### Task item
The data that follows is to be copied exactly, with each image removed.

Records from a collection
────

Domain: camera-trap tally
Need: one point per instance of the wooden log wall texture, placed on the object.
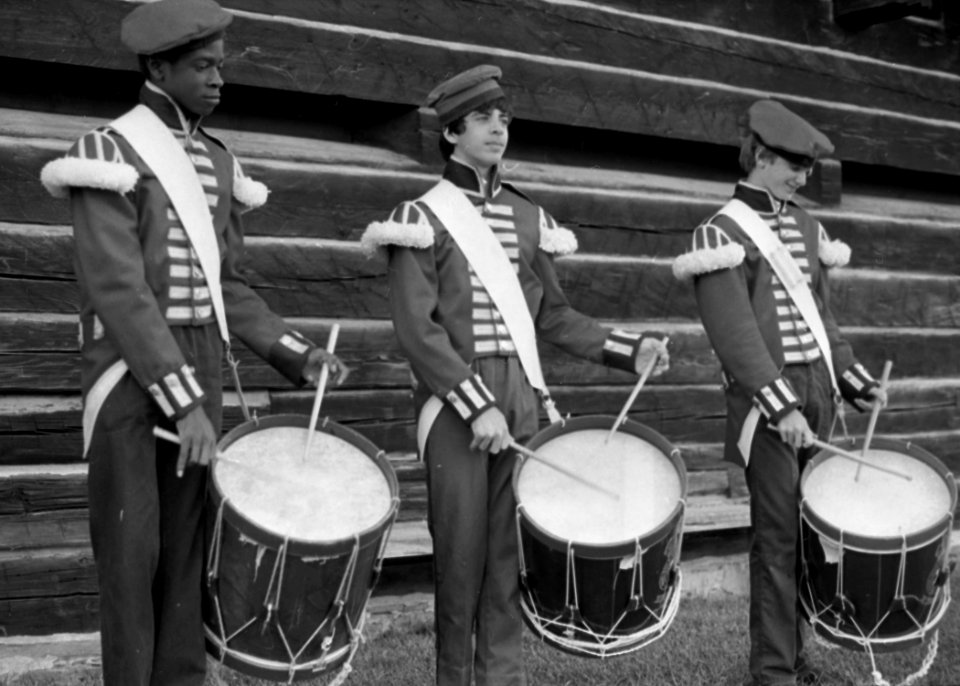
(908, 121)
(677, 72)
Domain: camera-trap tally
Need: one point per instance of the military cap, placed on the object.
(156, 27)
(465, 92)
(786, 133)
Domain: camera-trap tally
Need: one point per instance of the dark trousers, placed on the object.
(773, 478)
(472, 518)
(146, 530)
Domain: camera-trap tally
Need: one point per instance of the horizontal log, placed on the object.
(78, 613)
(687, 415)
(395, 68)
(39, 353)
(303, 277)
(315, 194)
(623, 38)
(46, 572)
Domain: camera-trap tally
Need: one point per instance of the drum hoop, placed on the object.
(882, 544)
(296, 546)
(603, 551)
(250, 660)
(612, 645)
(942, 596)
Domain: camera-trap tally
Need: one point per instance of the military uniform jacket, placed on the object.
(735, 296)
(134, 265)
(431, 294)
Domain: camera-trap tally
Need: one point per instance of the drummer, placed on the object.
(468, 318)
(159, 287)
(784, 362)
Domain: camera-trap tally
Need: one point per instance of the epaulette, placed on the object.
(246, 191)
(407, 226)
(713, 251)
(94, 161)
(832, 253)
(554, 239)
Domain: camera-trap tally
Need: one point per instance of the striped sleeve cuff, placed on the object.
(621, 348)
(289, 355)
(856, 382)
(177, 393)
(776, 400)
(470, 398)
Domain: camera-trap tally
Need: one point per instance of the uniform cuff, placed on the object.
(856, 382)
(621, 349)
(470, 398)
(177, 393)
(776, 400)
(289, 356)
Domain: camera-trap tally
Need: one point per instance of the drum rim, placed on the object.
(614, 548)
(299, 546)
(882, 544)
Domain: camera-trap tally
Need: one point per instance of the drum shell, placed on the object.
(871, 569)
(311, 574)
(604, 578)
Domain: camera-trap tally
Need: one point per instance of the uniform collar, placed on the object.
(469, 180)
(759, 199)
(167, 109)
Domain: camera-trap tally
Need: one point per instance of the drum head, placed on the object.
(875, 504)
(646, 480)
(337, 491)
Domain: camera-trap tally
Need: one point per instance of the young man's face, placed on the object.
(193, 80)
(779, 176)
(484, 138)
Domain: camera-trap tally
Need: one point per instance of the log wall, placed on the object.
(626, 130)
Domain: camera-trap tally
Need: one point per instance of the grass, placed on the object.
(706, 646)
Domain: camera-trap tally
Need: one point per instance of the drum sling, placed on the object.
(490, 263)
(156, 145)
(785, 267)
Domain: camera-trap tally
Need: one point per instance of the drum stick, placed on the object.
(856, 458)
(887, 366)
(321, 385)
(174, 438)
(573, 475)
(633, 394)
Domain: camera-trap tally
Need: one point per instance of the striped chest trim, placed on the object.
(189, 294)
(799, 345)
(490, 334)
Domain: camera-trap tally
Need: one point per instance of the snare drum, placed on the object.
(874, 546)
(600, 576)
(294, 546)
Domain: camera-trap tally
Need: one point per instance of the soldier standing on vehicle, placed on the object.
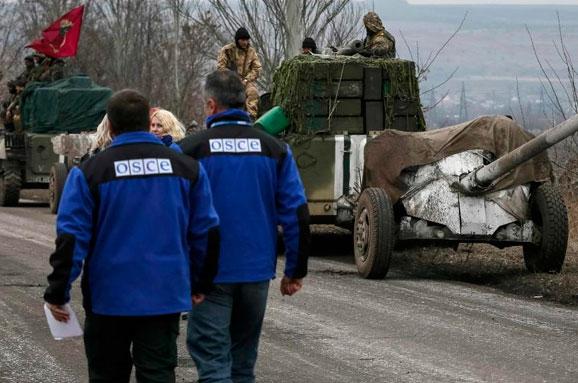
(242, 58)
(379, 42)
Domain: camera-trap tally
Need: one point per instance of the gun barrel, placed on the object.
(483, 177)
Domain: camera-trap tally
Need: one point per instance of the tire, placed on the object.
(10, 184)
(374, 233)
(58, 174)
(550, 216)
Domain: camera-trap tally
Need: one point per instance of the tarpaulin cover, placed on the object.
(69, 105)
(389, 154)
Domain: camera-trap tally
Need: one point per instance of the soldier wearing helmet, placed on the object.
(378, 42)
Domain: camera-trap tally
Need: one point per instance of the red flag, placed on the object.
(60, 39)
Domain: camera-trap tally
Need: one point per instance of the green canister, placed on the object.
(274, 121)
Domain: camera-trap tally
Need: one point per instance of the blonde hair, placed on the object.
(102, 138)
(170, 124)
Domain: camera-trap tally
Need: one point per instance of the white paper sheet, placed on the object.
(61, 330)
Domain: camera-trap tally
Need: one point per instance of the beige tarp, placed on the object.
(393, 151)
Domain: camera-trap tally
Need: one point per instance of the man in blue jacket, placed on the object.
(256, 186)
(140, 218)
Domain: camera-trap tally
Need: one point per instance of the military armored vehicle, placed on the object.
(357, 132)
(27, 159)
(334, 105)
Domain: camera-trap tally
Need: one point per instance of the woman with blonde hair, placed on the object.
(166, 127)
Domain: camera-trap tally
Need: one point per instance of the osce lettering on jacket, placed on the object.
(235, 145)
(143, 166)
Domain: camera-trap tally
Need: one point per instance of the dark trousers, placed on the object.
(223, 332)
(108, 341)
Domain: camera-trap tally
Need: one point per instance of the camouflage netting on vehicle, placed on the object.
(69, 105)
(343, 93)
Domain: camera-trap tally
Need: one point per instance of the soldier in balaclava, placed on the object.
(242, 58)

────

### Output of the task
Domain: camera-trap tally
Need: one point per instance of the wooden log wall texture, placed on the object.
(908, 121)
(677, 72)
Domain: camera-trap tally
Need: one point per instance of the military cap, placed on the object.
(156, 27)
(465, 92)
(786, 133)
Domain: camera-trap tally
Need: one point per instance of the dark trousers, placed on the object.
(773, 478)
(472, 518)
(146, 530)
Domain: camera-trap tally
Need: one point per instance of the horizontal log, placed on the object.
(78, 613)
(687, 415)
(395, 68)
(39, 353)
(303, 277)
(315, 194)
(623, 38)
(46, 572)
Domain: camera-trap tally
Need: one point per instance of the drum hoop, placed on the object.
(882, 544)
(296, 546)
(603, 551)
(250, 660)
(612, 645)
(942, 596)
Domain: camera-trap tally
Need: one point per instance of the military uniform jacket, placed on the object.
(735, 296)
(134, 265)
(431, 294)
Domain: camera-trap tally
Need: one point per instance of the drummer, placed on the object.
(468, 318)
(159, 287)
(784, 362)
Domain: camera-trap tally
Need: one point per instance of the epaulette, placed on the object.
(246, 191)
(407, 226)
(713, 251)
(94, 161)
(832, 253)
(554, 239)
Domain: camera-trap tally
Need: one point per instance of the striped sleeve cuff, placed on the object.
(621, 348)
(289, 355)
(856, 382)
(177, 393)
(776, 400)
(470, 398)
Domain: camera-trap tally
Need: one point per instance of the uniform cuff, placed on the object.
(856, 382)
(621, 349)
(470, 398)
(177, 393)
(776, 400)
(289, 356)
Domain: camera-trap tally
Need: one point per instance of the drum rim, placed on the object.
(614, 548)
(299, 546)
(882, 544)
Domain: camera-trap tally
Need: one point per instance of the drum shell, placed on the object.
(871, 569)
(311, 574)
(604, 578)
Domain: camera-trap tally
Need: one point per instance of the uniform collar, placed on the object.
(469, 180)
(759, 199)
(167, 109)
Domain: camera-trap tally
Need: one point per instance of the drum head, placed on the object.
(875, 504)
(646, 480)
(337, 491)
Domain: camera-trap tally
Need: one point per instance of the young man's face, placed on the object.
(193, 80)
(779, 176)
(484, 138)
Domain: camera-trap tally
Need: one point per instance of the log wall, placed on the object.
(626, 130)
Domain: camera-trap tally
Need: one point per instance of the grass, placed on the object.
(706, 646)
Domain: camera-trap tally
Need: one point per instance of the drum sling, placed on the object.
(490, 263)
(156, 145)
(785, 267)
Domain: camera-trap tally
Need: one point per instance of the drum stick, placed on the object.
(856, 458)
(887, 366)
(321, 385)
(174, 438)
(573, 475)
(633, 394)
Domain: camera-trap tally
Need: one point per instance of the striped chest trim, placed on the object.
(189, 294)
(799, 345)
(490, 334)
Domain: camera-trap tally
Need: one point per instance of the snare drum, placed on the object.
(874, 546)
(600, 576)
(294, 546)
Domain: camera-trap tally
Need: one point per instance of the soldier standing on vehicle, placed on the object.
(242, 58)
(379, 42)
Domain: camera-trap tally
Need: one point per instance of the gun barrel, placed on the object.
(483, 177)
Domain: camera-trap tally
Need: one point per instance of the tire, placed on the object.
(10, 184)
(374, 233)
(58, 174)
(550, 216)
Domain: camera-trap tally
Need: one point per instance of the tarpaulin cover, placed on the object.
(69, 105)
(389, 154)
Domain: camera-trap tally
Need: one point per instance of the soldier wearing helmet, placed on the object.
(378, 42)
Domain: camera-trap tally
Need: one point per instance of the red flag, placed on the object.
(60, 39)
Domain: camera-trap tally
Need: one point per instance of the green canister, placed on the object.
(274, 121)
Domain: camera-trap tally
Need: one point per instance of the blonde hair, placed on the object.
(102, 138)
(170, 124)
Domain: camera-trap tally
Need: one point per instance of the white paper sheet, placed on the object.
(61, 330)
Domain: camera-trap tally
Need: one point per instance of the beige tarp, placed on the object.
(393, 151)
Domain: camera-trap tally
Need: one point per instance of the man in blue jacket, placed on the object.
(256, 186)
(140, 218)
Domain: camera-trap tally
Need: one point per instance of the military armored vehicle, placed on the object.
(357, 132)
(27, 159)
(334, 105)
Domain: camera-trap tally
Need: one point per instance of the woman with blonde hair, placed on the object.
(166, 127)
Domain: camera-trap tally
Need: one point per instance of the osce lettering on jacket, placed on the object.
(235, 145)
(143, 166)
Domain: camera-trap tally
Need: one point per instance of the dark trousers, placed on the object.
(223, 332)
(108, 341)
Domain: camera-trap tally
Need: one point per instance of the camouflage netting on vehicle, placed on the object.
(69, 105)
(343, 93)
Domain: camera-trap tally
Need: one point per instance of the soldier in balaclava, placed on the object.
(242, 58)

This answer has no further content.